--- Start ITEMS ---
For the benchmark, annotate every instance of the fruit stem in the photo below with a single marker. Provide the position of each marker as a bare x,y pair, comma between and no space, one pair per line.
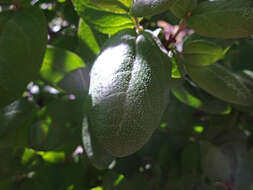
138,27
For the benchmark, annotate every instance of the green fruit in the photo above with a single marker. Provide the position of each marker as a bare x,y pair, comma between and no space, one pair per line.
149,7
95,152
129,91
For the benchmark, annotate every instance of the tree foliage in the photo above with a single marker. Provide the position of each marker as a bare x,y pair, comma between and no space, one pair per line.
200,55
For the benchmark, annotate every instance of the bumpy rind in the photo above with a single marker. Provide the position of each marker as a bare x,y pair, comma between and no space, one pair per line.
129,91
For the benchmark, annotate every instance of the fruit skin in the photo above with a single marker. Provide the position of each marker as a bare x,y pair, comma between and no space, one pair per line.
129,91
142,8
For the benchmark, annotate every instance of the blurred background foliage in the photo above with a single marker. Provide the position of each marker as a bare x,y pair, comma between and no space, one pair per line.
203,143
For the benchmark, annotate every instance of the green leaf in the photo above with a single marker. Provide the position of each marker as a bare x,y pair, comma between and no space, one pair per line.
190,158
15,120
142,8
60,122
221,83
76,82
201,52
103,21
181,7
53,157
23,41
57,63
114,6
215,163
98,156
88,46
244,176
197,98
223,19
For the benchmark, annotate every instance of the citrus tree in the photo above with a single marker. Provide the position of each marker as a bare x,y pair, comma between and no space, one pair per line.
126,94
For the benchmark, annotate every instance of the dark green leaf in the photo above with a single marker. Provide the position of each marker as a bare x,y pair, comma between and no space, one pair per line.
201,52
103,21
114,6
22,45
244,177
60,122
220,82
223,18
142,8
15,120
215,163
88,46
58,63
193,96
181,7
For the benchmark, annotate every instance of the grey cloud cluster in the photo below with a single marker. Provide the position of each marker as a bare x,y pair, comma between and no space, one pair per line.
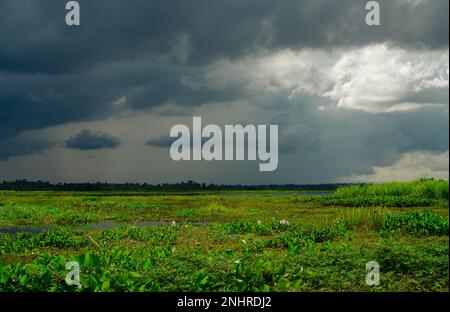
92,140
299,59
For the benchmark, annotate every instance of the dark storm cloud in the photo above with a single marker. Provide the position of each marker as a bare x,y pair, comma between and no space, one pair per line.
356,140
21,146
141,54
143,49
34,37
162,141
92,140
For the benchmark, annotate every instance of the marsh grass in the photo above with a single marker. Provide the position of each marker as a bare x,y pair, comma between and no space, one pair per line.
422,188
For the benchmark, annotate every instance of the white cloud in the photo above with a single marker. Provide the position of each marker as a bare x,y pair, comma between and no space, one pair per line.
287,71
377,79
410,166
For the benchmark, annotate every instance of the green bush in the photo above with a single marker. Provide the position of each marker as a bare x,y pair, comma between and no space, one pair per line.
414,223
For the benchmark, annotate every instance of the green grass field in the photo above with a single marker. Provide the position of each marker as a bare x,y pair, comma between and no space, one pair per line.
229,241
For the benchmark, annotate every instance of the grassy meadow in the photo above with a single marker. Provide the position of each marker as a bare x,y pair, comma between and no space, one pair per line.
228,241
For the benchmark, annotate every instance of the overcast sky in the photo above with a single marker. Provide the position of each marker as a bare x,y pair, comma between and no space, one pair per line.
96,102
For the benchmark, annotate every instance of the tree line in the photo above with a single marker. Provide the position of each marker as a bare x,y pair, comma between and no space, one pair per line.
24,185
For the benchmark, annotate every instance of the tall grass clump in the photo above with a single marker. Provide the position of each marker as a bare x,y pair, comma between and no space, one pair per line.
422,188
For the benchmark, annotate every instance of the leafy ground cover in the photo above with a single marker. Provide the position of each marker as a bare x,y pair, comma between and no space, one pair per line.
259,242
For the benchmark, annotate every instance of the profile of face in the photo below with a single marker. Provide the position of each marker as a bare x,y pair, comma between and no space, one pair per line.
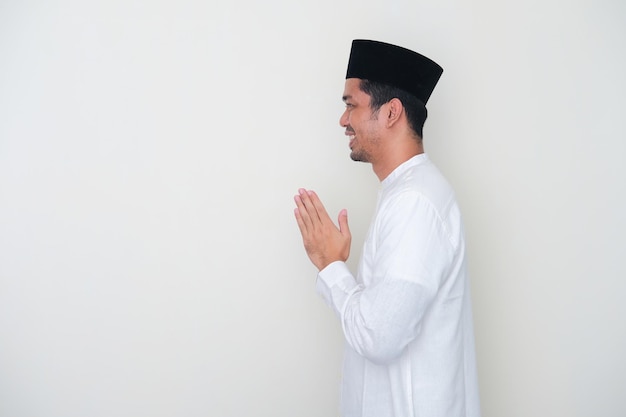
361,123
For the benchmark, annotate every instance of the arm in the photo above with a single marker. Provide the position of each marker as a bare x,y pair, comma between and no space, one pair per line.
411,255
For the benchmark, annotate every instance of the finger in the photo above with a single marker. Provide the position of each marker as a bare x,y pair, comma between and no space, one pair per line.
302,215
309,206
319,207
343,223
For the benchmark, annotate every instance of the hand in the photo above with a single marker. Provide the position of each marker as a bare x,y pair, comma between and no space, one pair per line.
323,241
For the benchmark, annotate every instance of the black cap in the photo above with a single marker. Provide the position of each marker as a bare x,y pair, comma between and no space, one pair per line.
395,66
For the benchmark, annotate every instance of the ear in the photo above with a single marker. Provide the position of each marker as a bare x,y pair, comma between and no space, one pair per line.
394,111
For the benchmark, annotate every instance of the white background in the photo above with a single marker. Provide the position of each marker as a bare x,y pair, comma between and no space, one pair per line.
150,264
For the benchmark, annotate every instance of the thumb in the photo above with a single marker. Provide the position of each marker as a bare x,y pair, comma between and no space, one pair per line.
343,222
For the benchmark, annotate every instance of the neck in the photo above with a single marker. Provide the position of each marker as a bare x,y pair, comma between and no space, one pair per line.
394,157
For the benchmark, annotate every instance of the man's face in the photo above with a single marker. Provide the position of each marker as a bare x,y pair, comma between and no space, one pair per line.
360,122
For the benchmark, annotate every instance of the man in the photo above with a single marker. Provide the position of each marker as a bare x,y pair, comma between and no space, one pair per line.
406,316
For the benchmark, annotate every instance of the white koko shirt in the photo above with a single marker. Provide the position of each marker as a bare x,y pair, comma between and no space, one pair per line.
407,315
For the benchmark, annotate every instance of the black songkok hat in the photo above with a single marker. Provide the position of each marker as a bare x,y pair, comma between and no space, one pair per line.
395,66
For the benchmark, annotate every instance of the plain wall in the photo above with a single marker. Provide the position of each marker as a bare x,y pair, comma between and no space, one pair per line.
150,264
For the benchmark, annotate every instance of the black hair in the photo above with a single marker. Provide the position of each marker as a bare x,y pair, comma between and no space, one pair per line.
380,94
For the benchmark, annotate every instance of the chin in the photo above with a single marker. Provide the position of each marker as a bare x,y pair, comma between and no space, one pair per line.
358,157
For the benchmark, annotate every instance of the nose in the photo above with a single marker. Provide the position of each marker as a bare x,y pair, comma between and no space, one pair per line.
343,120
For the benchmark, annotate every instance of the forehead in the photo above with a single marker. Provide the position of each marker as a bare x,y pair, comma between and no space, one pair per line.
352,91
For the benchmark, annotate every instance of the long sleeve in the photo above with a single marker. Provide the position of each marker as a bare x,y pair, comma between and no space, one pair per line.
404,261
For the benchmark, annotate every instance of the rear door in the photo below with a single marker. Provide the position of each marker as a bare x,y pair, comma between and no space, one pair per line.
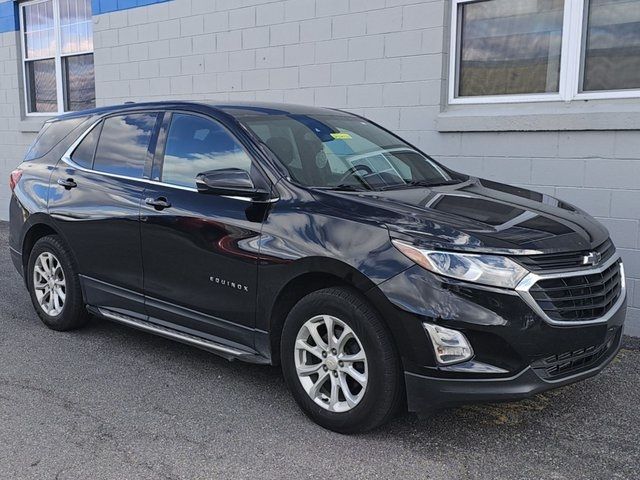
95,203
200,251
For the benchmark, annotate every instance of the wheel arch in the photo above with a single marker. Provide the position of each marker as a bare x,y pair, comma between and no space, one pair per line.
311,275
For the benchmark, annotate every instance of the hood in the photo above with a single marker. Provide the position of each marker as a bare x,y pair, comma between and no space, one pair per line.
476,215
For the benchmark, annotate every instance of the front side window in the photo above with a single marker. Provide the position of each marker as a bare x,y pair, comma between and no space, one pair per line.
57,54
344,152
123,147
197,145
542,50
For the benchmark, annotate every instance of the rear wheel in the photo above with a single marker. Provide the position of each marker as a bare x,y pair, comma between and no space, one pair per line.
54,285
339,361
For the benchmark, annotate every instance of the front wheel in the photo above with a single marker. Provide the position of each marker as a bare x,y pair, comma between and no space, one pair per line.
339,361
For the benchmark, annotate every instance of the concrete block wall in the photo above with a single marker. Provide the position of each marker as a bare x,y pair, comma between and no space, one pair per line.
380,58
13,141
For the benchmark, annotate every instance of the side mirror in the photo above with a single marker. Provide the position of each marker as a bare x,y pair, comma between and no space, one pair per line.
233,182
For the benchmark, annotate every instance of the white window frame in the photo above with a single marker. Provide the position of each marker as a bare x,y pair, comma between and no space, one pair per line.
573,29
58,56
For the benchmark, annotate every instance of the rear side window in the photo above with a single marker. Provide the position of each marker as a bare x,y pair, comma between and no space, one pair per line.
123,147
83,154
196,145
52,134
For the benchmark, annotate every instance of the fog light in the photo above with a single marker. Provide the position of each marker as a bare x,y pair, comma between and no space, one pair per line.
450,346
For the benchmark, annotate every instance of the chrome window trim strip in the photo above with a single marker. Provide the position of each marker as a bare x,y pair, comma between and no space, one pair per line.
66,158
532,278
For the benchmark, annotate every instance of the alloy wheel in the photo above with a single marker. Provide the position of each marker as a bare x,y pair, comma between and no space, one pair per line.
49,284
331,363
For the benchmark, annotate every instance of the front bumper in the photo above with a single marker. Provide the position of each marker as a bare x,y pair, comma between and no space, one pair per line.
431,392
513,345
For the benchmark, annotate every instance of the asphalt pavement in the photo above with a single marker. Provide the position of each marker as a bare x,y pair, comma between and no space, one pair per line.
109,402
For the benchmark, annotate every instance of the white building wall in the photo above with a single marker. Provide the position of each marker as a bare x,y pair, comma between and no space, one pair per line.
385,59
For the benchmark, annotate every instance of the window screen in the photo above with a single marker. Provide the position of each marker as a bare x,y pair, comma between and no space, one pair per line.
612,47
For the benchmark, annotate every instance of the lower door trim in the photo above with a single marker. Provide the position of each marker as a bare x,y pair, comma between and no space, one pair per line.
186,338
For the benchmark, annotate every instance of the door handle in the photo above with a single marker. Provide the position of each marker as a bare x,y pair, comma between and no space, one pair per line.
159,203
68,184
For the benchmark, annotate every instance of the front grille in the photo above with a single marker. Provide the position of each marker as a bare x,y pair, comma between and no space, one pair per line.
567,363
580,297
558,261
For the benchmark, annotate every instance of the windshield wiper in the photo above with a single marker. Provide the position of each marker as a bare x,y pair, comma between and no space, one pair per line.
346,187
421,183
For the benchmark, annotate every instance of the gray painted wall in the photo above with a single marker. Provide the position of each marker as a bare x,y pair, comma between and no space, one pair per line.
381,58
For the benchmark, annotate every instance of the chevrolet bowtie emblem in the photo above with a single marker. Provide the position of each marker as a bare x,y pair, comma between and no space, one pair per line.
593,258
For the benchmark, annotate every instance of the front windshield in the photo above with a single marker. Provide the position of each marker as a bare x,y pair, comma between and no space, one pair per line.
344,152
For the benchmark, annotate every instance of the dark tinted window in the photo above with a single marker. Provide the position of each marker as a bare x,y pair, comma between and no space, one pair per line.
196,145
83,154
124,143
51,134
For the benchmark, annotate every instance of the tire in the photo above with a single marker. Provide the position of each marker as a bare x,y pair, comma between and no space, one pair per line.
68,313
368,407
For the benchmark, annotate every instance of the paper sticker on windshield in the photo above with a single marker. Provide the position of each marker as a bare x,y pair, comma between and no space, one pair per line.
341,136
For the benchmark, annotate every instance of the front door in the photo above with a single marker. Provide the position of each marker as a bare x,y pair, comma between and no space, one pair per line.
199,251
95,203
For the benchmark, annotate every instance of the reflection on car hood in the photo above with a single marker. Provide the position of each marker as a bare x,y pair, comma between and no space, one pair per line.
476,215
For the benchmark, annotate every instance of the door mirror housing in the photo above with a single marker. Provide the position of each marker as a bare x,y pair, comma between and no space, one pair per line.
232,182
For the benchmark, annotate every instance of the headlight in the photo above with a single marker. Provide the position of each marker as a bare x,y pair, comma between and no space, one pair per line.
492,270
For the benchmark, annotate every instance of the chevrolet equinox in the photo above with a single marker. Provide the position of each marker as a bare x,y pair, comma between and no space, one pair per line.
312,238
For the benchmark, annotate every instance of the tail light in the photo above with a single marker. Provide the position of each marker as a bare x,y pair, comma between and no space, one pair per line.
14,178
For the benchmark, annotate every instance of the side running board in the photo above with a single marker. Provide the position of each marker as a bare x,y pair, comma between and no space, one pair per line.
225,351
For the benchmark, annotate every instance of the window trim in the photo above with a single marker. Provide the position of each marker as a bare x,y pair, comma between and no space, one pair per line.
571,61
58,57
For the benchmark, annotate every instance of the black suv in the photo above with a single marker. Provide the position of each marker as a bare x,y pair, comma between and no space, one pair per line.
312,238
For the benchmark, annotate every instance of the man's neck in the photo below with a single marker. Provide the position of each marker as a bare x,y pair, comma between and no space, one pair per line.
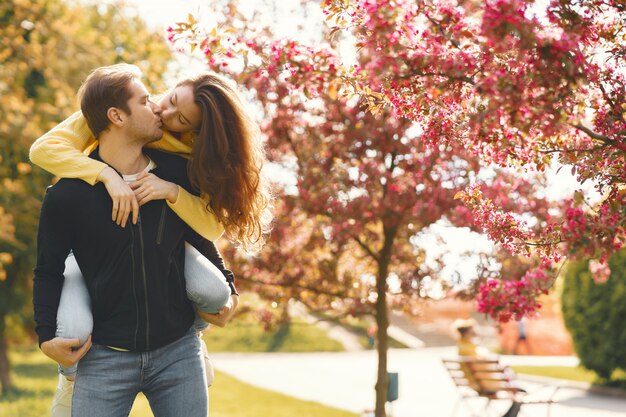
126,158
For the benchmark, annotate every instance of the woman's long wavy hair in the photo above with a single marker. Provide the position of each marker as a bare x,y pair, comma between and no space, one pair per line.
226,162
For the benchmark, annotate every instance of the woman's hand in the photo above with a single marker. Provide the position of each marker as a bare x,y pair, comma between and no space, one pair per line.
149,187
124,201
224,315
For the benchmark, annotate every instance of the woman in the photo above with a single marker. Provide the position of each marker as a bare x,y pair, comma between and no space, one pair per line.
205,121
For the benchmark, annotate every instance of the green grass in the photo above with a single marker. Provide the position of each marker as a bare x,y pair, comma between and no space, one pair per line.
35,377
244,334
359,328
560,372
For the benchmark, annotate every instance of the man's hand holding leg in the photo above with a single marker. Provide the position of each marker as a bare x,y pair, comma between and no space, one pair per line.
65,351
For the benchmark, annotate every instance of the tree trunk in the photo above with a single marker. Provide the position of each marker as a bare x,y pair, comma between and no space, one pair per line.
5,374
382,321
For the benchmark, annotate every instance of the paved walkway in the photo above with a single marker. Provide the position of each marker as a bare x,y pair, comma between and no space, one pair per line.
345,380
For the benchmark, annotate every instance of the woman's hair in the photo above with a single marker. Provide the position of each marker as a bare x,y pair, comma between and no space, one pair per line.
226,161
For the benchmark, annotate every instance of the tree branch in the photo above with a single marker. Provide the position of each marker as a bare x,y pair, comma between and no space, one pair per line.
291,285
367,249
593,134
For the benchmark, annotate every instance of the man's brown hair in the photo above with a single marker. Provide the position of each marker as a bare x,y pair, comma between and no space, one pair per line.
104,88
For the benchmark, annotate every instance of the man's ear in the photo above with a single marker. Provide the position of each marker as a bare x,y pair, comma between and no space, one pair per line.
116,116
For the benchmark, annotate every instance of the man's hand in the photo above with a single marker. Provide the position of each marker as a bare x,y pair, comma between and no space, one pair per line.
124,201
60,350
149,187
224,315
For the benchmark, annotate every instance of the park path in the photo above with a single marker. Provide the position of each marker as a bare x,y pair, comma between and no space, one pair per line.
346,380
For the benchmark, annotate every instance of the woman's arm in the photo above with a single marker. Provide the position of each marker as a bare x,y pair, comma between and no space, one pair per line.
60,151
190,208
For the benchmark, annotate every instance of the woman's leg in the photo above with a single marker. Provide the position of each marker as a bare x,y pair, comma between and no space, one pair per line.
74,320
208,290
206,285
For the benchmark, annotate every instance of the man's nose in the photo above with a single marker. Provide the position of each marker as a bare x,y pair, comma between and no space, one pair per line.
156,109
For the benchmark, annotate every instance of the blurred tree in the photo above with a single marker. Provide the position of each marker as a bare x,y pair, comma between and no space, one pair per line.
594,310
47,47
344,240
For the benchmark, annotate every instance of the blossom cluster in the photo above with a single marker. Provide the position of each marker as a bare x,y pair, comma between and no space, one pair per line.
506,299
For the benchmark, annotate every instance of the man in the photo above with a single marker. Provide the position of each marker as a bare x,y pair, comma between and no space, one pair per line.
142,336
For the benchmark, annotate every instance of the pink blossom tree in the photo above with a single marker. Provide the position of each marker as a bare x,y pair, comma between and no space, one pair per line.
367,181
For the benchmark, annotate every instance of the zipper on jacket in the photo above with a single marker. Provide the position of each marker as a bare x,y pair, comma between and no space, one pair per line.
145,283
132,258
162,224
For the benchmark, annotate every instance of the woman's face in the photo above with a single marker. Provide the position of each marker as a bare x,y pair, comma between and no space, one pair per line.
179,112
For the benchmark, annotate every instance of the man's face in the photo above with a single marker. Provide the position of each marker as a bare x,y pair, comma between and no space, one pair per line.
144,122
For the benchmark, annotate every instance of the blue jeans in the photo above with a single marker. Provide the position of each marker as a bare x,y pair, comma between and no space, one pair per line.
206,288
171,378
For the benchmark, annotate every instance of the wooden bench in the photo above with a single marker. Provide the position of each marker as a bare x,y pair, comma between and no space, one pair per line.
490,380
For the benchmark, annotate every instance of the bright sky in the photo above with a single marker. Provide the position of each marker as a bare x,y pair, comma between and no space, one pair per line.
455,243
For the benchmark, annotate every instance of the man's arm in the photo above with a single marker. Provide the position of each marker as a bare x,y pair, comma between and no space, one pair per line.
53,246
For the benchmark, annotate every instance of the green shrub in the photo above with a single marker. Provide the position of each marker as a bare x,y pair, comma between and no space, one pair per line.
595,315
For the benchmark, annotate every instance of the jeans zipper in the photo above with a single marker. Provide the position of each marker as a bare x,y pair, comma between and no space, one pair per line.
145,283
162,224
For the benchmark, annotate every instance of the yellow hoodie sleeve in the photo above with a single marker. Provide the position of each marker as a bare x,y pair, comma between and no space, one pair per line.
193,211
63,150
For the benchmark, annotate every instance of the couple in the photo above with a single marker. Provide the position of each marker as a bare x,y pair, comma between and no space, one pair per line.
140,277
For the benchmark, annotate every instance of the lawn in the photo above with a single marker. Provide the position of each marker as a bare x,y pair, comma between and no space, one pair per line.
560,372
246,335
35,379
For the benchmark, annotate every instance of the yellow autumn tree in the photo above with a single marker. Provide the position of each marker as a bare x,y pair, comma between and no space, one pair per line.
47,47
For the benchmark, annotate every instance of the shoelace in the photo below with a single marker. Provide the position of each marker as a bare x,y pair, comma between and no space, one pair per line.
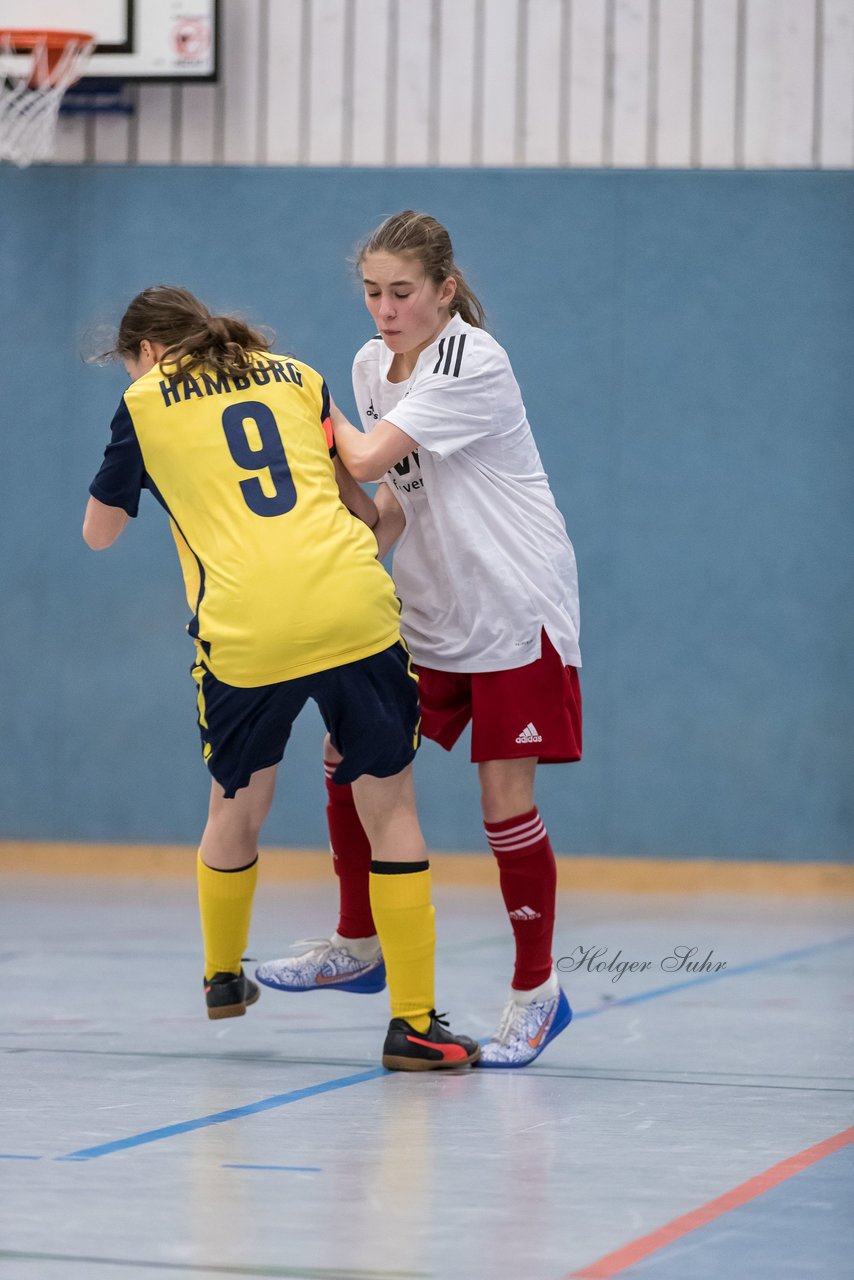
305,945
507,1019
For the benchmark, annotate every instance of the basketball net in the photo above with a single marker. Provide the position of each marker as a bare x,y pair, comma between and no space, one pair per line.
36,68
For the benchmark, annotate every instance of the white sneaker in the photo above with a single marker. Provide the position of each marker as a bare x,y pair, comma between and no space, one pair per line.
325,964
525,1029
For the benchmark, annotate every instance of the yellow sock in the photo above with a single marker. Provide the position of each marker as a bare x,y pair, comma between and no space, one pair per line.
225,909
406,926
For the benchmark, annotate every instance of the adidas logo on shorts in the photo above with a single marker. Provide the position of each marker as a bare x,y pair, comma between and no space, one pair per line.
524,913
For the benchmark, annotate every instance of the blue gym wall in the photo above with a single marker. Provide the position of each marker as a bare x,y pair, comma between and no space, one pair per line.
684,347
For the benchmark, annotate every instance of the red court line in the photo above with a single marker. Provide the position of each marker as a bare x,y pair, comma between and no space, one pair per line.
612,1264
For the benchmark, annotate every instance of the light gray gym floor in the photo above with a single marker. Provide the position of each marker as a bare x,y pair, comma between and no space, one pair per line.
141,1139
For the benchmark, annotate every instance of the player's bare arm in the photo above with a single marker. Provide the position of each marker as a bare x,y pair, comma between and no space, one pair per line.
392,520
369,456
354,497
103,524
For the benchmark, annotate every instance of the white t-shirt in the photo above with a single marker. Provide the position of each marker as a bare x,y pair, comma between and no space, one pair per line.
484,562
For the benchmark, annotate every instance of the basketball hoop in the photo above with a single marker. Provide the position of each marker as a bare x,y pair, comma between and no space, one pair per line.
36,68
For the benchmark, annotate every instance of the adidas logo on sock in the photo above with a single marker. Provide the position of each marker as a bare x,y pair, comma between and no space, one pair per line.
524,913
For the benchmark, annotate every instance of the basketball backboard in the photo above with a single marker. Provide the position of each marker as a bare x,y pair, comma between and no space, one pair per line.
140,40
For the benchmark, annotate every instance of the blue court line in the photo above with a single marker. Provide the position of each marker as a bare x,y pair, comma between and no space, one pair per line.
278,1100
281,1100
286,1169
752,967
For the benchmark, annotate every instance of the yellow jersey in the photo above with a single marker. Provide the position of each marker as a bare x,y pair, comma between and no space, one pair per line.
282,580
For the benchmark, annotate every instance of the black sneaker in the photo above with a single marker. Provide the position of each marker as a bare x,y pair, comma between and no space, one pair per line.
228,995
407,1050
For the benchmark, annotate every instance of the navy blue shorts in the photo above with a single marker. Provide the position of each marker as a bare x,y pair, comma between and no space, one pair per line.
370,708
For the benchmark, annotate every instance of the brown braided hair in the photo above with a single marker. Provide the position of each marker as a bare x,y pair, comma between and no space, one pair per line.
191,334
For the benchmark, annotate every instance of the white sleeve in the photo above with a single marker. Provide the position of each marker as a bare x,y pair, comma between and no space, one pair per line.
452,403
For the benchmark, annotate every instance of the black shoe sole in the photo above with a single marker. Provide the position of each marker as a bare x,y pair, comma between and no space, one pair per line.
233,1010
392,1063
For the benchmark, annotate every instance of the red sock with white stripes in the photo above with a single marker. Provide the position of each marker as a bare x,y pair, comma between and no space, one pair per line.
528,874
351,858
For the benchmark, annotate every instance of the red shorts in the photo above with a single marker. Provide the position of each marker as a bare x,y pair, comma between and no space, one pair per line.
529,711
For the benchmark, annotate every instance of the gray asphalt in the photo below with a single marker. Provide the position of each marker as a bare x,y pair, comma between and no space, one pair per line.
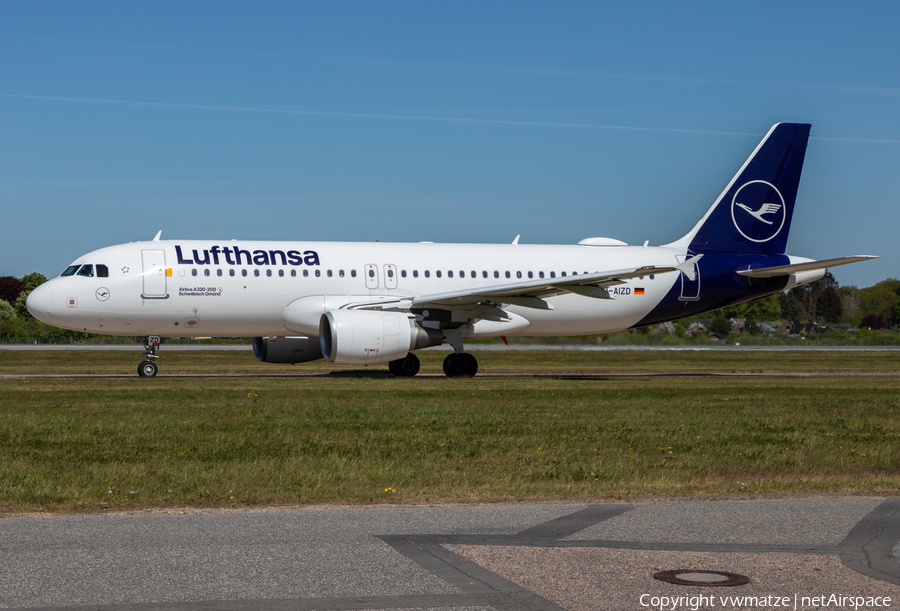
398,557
--- End ITEMS ---
• [THE REQUEST]: Starting from the line where "For the benchmark, annotate every instance of the white sleeve" appears, copy every line through the end of the material, both ends included, but no pictures.

• [WRITTEN SOLUTION]:
For the benchmark, annotate every instance of the white sleeve in the photo above with a single marker. Provide the position of each marker as a bare x,y pair, comma between and no space, one pair per line.
452,403
For the benchmark, annotate every instance of the black shoe sole in the photo above with a single marker. Provide the position of each marker as a bare x,y pair, comma between and no space, one pair per line.
233,1010
392,1063
For the benchmark, annotate every instance of the red sock with white stripes in the photo above with a single marker. Provide the position of each marker as a bare x,y pair, comma between and no space, one pair per line.
528,874
351,858
For the benchmark, annotate every instance of the red shorts in the photo above with a single marker. Provide the position of each marker as a bare x,y pair, comma between and no space, one pair per line.
529,711
For the benchmark, annotate every instance of the gray asphalt in the photo below with a single marker. Provide the position of each marker as a bare x,y pair, comma between and no space, one pair per line.
398,557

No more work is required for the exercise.